This story was published in partnership with New York Focus, an independent, investigative news site covering New York state and city politics. Sign up for their newsletter here.
Like colleagues at other nonprofit legal defense groups in New York City and around the country, employees of Queens Defenders are looking to join a union.
But not if management can help it.
During a two-hours-plus video conference Monday, Queens Defenders co-founder and executive director Lori Zeno attempted to dissuade employees from unionizing, a recording obtained by New York Focus shows.
Zeno accused the union of being a “mob-like group” that uses “threats,” “coercion” and “manipulation” in its organizing efforts.
Last month, Queens Defenders employees announced their plan to organize under the Association of Legal Aid Attorneys (ALAA), an affiliate of the United Auto Workers that represents workers at legal nonprofits. Ninety percent of eligible employees signed union authorization cards signaling their support, according to union representatives.
Zeno disputed the level of support claimed by union representatives. “They don’t have 90%. They’re full of s—t,” she told New York Focus.
“Who does the union represent? Themselves, UAW,” she said. “It’s a business for them. They really don’t care about what’s underneath it. They get their dues.”
Management at Queens Defenders declined to voluntarily recognize the union — beginning a potentially months-long process that will culminate in an election administered by the National Labor Relations Board.
Zeno told New York Focus she would accept the results of the election. “If they really want a union and they vote for a union, it is what it is. I’m not going to start punishing people,” she said.
Yet at Monday’s meeting, Zeno spoke without interruption for over two hours about the risks of unionization. No questions were solicited or asked, and no other management or staff spoke other than to make cursory housekeeping remarks.
Warning employees against “inviting in a third party” by unionizing, Zeno said that unions “often bring disruption and conflict. That’s just what unions do. They create an adversarial workplace.”
“The coercion and manipulation that has gone on has already started tearing us apart,” she added.
‘Out of the Union-Busting Playbook’
Queens Defenders has its roots in a for-profit law firm called Queens Law Associates, formed in 1996 as then-Mayor Rudy Giuliani responded to a Legal Aid strike by bidding out much of the city’s public defender work to other organizations. Queens Law Associates reincorporated as a nonprofit in 2009 and changed its name to Queens Defenders in early 2020.

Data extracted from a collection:
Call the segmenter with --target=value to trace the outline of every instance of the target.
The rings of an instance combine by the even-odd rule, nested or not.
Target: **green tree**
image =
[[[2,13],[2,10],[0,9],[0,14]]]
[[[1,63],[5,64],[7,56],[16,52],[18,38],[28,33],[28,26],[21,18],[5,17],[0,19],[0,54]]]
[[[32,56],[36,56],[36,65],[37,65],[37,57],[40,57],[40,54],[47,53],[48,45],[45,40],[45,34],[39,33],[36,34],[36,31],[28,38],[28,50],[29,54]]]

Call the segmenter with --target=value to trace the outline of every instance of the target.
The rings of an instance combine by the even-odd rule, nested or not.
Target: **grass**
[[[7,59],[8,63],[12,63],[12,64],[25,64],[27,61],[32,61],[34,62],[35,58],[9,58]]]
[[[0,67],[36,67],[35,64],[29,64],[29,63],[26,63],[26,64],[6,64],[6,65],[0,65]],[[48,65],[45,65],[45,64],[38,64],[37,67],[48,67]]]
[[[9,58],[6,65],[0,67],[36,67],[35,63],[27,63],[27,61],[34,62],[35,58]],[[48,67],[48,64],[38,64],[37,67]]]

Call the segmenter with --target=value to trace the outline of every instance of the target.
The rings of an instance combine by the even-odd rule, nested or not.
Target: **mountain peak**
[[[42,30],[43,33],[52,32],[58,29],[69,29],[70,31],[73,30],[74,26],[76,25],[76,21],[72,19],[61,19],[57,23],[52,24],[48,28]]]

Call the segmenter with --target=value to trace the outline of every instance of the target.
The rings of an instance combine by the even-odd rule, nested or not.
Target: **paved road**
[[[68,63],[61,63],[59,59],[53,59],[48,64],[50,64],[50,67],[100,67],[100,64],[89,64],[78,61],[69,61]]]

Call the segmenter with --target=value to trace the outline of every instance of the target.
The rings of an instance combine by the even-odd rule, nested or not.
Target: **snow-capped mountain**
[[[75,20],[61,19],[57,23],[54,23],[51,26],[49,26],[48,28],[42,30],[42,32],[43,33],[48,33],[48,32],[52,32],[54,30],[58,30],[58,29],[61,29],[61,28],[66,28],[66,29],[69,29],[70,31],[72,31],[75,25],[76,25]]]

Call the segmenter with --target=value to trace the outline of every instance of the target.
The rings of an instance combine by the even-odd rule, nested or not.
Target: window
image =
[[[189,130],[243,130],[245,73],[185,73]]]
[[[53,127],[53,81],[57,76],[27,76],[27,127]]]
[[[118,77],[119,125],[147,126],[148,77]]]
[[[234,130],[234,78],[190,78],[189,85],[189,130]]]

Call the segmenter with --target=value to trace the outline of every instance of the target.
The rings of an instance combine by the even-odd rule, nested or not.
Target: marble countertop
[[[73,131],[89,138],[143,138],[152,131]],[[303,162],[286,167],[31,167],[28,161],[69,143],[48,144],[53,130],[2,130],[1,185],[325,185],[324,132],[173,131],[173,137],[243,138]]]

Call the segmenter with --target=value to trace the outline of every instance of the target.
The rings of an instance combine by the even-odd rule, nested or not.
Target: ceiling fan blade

GIVEN TASK 1:
According to the article about Queens Defenders, in what year did Queens Law Associates reincorporate as a nonprofit?
GIVEN TASK 2:
Lay out as a numbered list the portion of the records that begins with their first line and ends with the line containing "[[[2,13],[2,10],[0,9],[0,14]]]", including both of those lines and leaving out any blank lines.
The article and the records bear no relation to one another.

COMPLETE OUTPUT 1:
2009

COMPLETE OUTPUT 2:
1. Call the segmenter with --target=value to trace the outline of every instance of the target.
2. The rings of an instance combine by the even-odd rule, nested or not.
3. Target: **green tree**
4. image =
5. [[[2,13],[2,10],[0,9],[0,14]]]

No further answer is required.